_Directive_
Copy out the listing in full, exactly as written, but not its pictures.

----- Supplied data

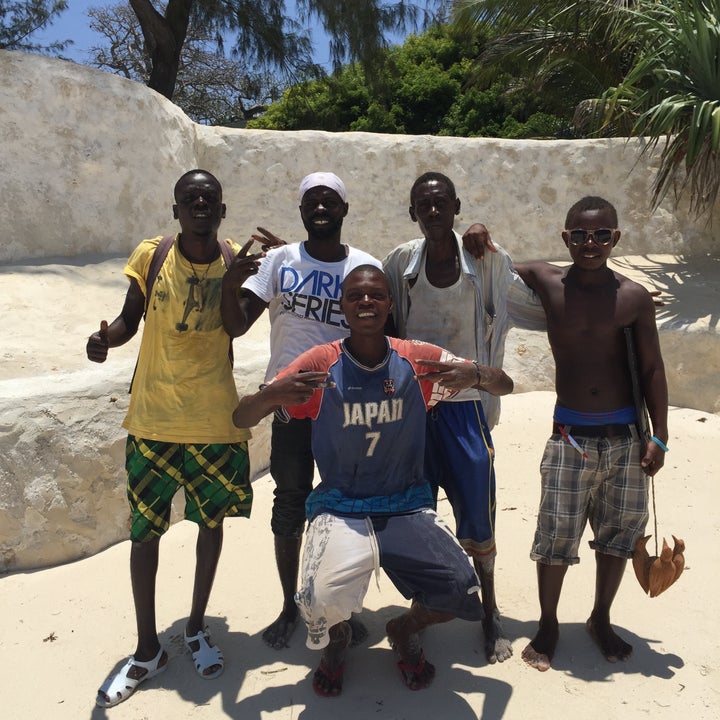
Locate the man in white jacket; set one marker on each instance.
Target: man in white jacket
(443, 295)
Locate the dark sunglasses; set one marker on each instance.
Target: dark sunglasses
(602, 236)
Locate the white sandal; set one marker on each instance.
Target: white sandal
(121, 686)
(206, 656)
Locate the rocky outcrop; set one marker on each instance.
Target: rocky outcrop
(87, 168)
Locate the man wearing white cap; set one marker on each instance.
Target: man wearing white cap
(300, 284)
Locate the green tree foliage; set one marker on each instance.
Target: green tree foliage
(211, 88)
(567, 51)
(19, 20)
(646, 68)
(265, 34)
(671, 95)
(425, 92)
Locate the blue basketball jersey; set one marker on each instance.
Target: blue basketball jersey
(368, 432)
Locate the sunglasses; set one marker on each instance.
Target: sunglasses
(602, 236)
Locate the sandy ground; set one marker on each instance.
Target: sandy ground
(66, 628)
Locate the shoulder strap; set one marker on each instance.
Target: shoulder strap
(228, 255)
(161, 252)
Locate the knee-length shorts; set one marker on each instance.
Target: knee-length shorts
(608, 490)
(460, 458)
(418, 552)
(215, 477)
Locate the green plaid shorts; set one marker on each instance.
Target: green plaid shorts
(215, 477)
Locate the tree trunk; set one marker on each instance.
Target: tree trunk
(164, 38)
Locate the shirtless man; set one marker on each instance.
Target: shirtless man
(604, 479)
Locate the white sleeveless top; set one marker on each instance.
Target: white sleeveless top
(444, 317)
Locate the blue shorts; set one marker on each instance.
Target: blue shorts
(459, 458)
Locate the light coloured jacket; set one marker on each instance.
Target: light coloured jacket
(502, 299)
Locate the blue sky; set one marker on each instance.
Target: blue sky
(73, 24)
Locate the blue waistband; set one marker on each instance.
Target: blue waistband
(623, 416)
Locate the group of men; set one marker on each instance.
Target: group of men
(387, 375)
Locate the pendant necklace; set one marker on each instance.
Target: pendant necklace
(196, 287)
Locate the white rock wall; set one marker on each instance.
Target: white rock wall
(87, 166)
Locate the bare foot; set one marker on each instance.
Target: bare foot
(417, 672)
(278, 634)
(359, 631)
(541, 648)
(611, 645)
(497, 646)
(328, 678)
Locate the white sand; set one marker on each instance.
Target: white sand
(66, 628)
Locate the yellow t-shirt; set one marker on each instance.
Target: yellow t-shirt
(183, 390)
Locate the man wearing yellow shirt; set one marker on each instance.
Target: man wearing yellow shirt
(179, 422)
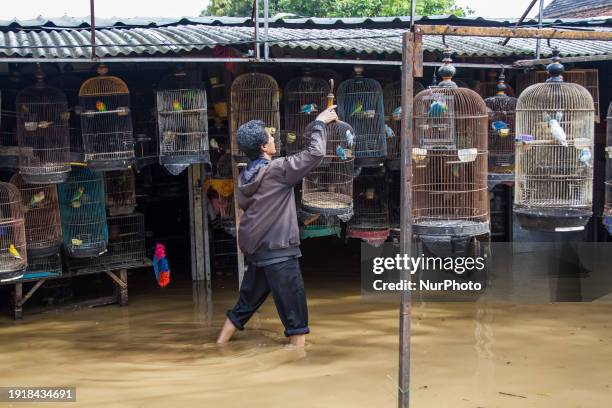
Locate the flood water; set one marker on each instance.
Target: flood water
(160, 352)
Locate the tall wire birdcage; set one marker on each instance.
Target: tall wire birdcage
(126, 246)
(83, 214)
(393, 119)
(13, 253)
(182, 121)
(120, 191)
(607, 219)
(361, 105)
(303, 98)
(40, 206)
(106, 122)
(501, 108)
(370, 222)
(449, 161)
(554, 150)
(42, 133)
(254, 96)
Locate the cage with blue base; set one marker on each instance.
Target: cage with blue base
(106, 122)
(182, 121)
(361, 105)
(83, 214)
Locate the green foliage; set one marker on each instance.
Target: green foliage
(337, 8)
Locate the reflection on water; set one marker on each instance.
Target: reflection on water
(160, 350)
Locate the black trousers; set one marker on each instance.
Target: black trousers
(284, 280)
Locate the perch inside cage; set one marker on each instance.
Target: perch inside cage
(254, 96)
(393, 119)
(304, 98)
(106, 122)
(43, 133)
(182, 121)
(501, 108)
(126, 246)
(450, 196)
(83, 214)
(361, 105)
(120, 191)
(554, 154)
(370, 221)
(40, 207)
(13, 253)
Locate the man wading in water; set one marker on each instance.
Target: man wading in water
(268, 233)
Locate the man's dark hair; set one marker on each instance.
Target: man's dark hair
(251, 136)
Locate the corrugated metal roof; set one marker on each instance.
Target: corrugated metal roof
(113, 42)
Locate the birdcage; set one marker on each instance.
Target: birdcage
(182, 122)
(126, 246)
(501, 108)
(13, 254)
(607, 218)
(120, 190)
(254, 96)
(449, 161)
(360, 104)
(42, 133)
(370, 222)
(106, 122)
(83, 215)
(303, 98)
(554, 149)
(40, 207)
(393, 119)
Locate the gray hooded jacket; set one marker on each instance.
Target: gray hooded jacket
(268, 227)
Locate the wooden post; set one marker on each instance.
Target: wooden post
(408, 59)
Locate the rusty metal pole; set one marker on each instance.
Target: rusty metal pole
(406, 215)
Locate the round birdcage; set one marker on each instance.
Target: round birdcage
(449, 160)
(40, 206)
(106, 122)
(120, 191)
(501, 108)
(393, 119)
(303, 98)
(554, 149)
(43, 133)
(608, 183)
(254, 96)
(182, 121)
(13, 253)
(370, 221)
(360, 104)
(83, 215)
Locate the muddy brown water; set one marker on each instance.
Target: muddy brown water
(160, 352)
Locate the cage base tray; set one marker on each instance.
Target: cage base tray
(547, 219)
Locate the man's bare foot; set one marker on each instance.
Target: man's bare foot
(227, 332)
(298, 340)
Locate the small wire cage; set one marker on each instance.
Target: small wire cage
(501, 108)
(393, 117)
(370, 222)
(106, 122)
(450, 160)
(554, 149)
(40, 206)
(126, 246)
(182, 121)
(13, 253)
(42, 133)
(254, 96)
(361, 105)
(83, 215)
(303, 98)
(120, 190)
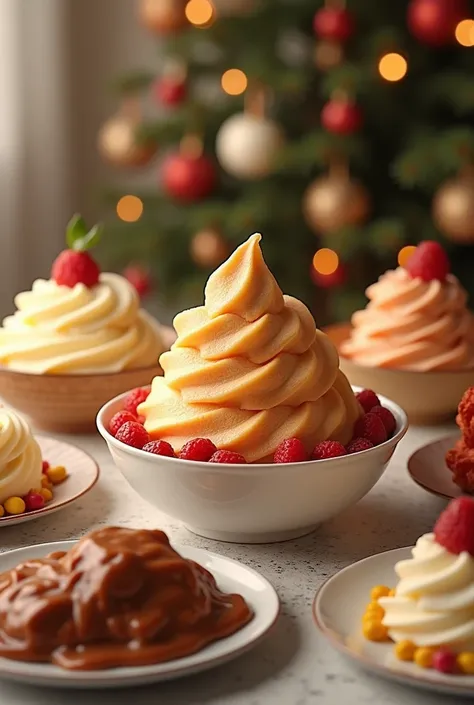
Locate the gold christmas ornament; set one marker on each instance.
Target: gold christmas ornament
(328, 54)
(208, 248)
(453, 208)
(334, 201)
(118, 146)
(162, 16)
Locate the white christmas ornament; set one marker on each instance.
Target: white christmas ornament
(247, 145)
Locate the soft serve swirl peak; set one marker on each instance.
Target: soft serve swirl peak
(249, 368)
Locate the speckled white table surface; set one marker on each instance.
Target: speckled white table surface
(294, 665)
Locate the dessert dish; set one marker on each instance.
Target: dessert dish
(119, 597)
(460, 458)
(249, 369)
(414, 341)
(76, 339)
(429, 615)
(26, 480)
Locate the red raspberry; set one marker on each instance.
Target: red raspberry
(159, 448)
(328, 449)
(387, 418)
(72, 267)
(359, 444)
(370, 426)
(455, 526)
(132, 434)
(227, 456)
(367, 399)
(119, 419)
(135, 398)
(199, 449)
(290, 451)
(428, 262)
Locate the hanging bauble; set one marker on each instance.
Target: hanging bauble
(453, 208)
(328, 55)
(334, 201)
(118, 145)
(208, 248)
(247, 145)
(170, 91)
(341, 116)
(330, 281)
(163, 16)
(139, 278)
(434, 22)
(234, 8)
(334, 23)
(188, 175)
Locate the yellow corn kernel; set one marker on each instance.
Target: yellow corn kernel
(379, 591)
(56, 474)
(405, 650)
(14, 505)
(423, 656)
(374, 631)
(465, 661)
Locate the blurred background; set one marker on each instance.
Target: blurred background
(343, 131)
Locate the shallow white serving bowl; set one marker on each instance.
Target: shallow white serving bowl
(251, 503)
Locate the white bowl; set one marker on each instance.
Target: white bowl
(251, 503)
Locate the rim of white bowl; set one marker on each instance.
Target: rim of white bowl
(397, 411)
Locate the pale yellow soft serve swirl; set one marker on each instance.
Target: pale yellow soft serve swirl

----------

_Task result_
Locate the man in white jacket; set one marker on each instance.
Target: man in white jacket
(443, 295)
Locate the dark sunglasses; set one marker on each instance.
Target: dark sunglasses
(602, 236)
Locate the white sandal; set one marker on each instance.
Target: white sandal
(121, 686)
(206, 656)
Locate the rocky outcrop; set one marker on each instance.
Target: rocky outcrop
(87, 168)
Locate the man wearing white cap; set one marker on each instance.
Target: man wearing white cap
(300, 284)
Locate the green tree foliage; set one marker on each instance.
Target: green tree foliage
(211, 88)
(567, 51)
(19, 20)
(646, 68)
(265, 34)
(671, 95)
(425, 92)
Locate the blue basketball jersey; set one marker on each instance.
Target: blue basketball jersey
(368, 432)
Locate the sunglasses; set one marker on each instance.
Target: sunglasses
(602, 236)
Locate the sandy ground; set one marker on each instance.
Target: sandy ground
(66, 628)
Locate the shoulder strap; set one marker on each instance.
Target: shoulder strap
(228, 255)
(161, 252)
Locate the knee-length shorts; set one marker on each instance.
Target: knee-length shorts
(608, 490)
(460, 458)
(418, 552)
(215, 477)
Locate the green plaid shorts; set one marker on each instance.
Target: green plaid shorts
(215, 477)
Locate the tree trunk; set one marker on each instance.
Target: tree trunk
(164, 38)
Locate the shirtless man; set one marker on each instance.
Target: shirtless man
(604, 479)
Locate the white sleeveless top; set one marker on each instance.
Target: white sleeveless top
(444, 317)
Locate the blue shorts; set one marker on each instance.
Target: blue shorts
(459, 458)
Locate the light coloured jacket; set one marker on each instance.
Target: light coloured jacket
(502, 299)
Locate the blue sky; set one marker on each instance.
Target: blue sky
(73, 24)
Locate the blue waistband; set one marker on each instance.
Target: blue waistband
(623, 416)
Locate the group of men; set one marker on each instance.
Target: group of men
(387, 375)
Locate the pendant necklace; set one marker on each instance.
Target: pendant necklace
(196, 287)
Locate the white rock wall; set one marker on each instance.
Target: white rock wall
(87, 166)
Locate the bare foot; set one marker on each instance.
Target: bare foot
(417, 672)
(278, 634)
(359, 631)
(541, 648)
(611, 645)
(497, 646)
(328, 678)
Locate the white sand; set one marker on each instance.
Target: white sand
(66, 628)
Locate the yellow t-shirt; set one marker on each instance.
Target: yellow t-shirt
(183, 390)
Locate the man wearing yellow shirt; set one marker on each instance.
Target: man wearing yellow shirt
(179, 422)
Locate the flood water; set one marker on each instance.
Target: flood water
(160, 352)
Locate the tall wire birdcage; set one marker on each instance.
Target: tall wire birdcage
(126, 246)
(83, 214)
(393, 119)
(13, 253)
(182, 121)
(120, 191)
(607, 219)
(361, 105)
(303, 98)
(40, 206)
(106, 122)
(501, 108)
(370, 222)
(449, 161)
(554, 150)
(42, 133)
(254, 96)
Locate the cage with blue base; set one marker on each instance.
Target: cage with blue base
(106, 122)
(182, 121)
(361, 105)
(83, 214)
Locate the green foliage; set one marker on each instance.
Target: green foliage
(337, 8)
Locate the reflection on water; set one marker on each instance.
Target: reflection on water
(160, 350)
Locate the black trousers; set one marker on each instance.
Target: black trousers
(284, 280)
Locate the perch inside cage; set one marker on each instance.
Target: perch inside cage
(254, 96)
(393, 119)
(304, 98)
(106, 122)
(43, 133)
(182, 121)
(501, 108)
(126, 246)
(450, 196)
(83, 214)
(361, 105)
(120, 191)
(554, 154)
(370, 221)
(40, 207)
(13, 253)
Locate the man wading in water; set one marker on each instance.
Target: man wading in water
(268, 233)
Locate the man's dark hair; set one marker on each instance.
Target: man's dark hair
(251, 136)
Locate the corrugated metal roof; set one marker on each instance.
Target: corrugated metal roof
(113, 42)
Locate the birdcage; set one marker on each instance.
Target: birdcage
(182, 122)
(126, 246)
(501, 108)
(13, 254)
(607, 218)
(120, 190)
(254, 96)
(449, 161)
(360, 104)
(42, 133)
(370, 222)
(106, 122)
(83, 215)
(303, 98)
(554, 149)
(40, 207)
(393, 119)
Locate the gray hooded jacket; set one marker on each instance.
Target: gray hooded jacket
(268, 227)
Locate the wooden post; set one marker on each instance.
Target: wooden post
(408, 59)
Locate the rusty metal pole; set one marker on each instance.
Target: rusty metal pole
(406, 215)
Locate the round birdcage; set one marker on each instance.
Target: round birdcage
(449, 160)
(40, 206)
(106, 122)
(120, 191)
(501, 108)
(393, 119)
(303, 98)
(554, 149)
(43, 133)
(608, 183)
(254, 96)
(182, 121)
(13, 253)
(370, 221)
(360, 104)
(83, 215)
Locate the muddy brown water; set one marker on each instance.
Target: muddy brown water
(160, 352)
Locate the cage base tray; set one marker on each instance.
Target: cage base tray
(547, 219)
Locate the man's bare foot; set one marker on each instance.
Target: man's bare foot
(227, 332)
(298, 340)
Locate the small wire cage; set one marker on each instance.
Target: small wire cage
(501, 108)
(393, 117)
(370, 222)
(106, 122)
(450, 160)
(554, 149)
(40, 206)
(126, 246)
(182, 121)
(13, 253)
(42, 133)
(254, 96)
(361, 105)
(83, 215)
(303, 98)
(120, 190)
Locate the gold christmas ornament; set one marker on each instance.
Target: gold christmas ornament
(328, 54)
(208, 248)
(453, 208)
(334, 201)
(118, 146)
(162, 16)
Locate the white christmas ornament; set one marker on each instance.
Target: white christmas ornament
(247, 145)
Locate the soft serve swirl peak; set one marker on each instance.
Target: soft serve swirl peak
(249, 368)
Locate the speckled white table surface; set one marker on each instance.
Target: speckled white table surface
(294, 665)
Locate the dessert dish; set one marker on each instance.
Target: dessert dish
(119, 597)
(460, 458)
(249, 369)
(414, 341)
(76, 339)
(429, 615)
(26, 480)
Locate the red raspberry; set one marker on each instance.
Target: red raspberry
(159, 448)
(328, 449)
(387, 418)
(72, 267)
(359, 444)
(370, 426)
(455, 526)
(132, 434)
(227, 456)
(367, 399)
(119, 419)
(135, 398)
(199, 449)
(290, 451)
(428, 262)
Locate the hanging bauble; set one marker on each instance.
Target: hanging bauble
(453, 208)
(328, 55)
(334, 201)
(118, 145)
(208, 248)
(247, 145)
(170, 91)
(341, 116)
(330, 281)
(163, 16)
(139, 278)
(434, 22)
(234, 8)
(334, 23)
(188, 175)
Locate the yellow corn kernel; set one marker on each instance.
Target: yellow corn kernel
(379, 591)
(56, 474)
(405, 650)
(14, 505)
(423, 656)
(374, 631)
(465, 661)
Locate the blurred background; set one marker on each instance.
Target: blurred background
(343, 131)
Locate the shallow white serving bowl; set one marker on each instance.
Target: shallow white serving bowl
(251, 503)
Locate the white bowl; set one marker on each instance.
Target: white bowl
(251, 503)
Locate the rim of white bowl; set one marker on each instance.
Target: rim of white bowl
(397, 411)
Locate the pale yellow soft serve swirl; set one marker on each instance.
Target: pale yellow soft serve swirl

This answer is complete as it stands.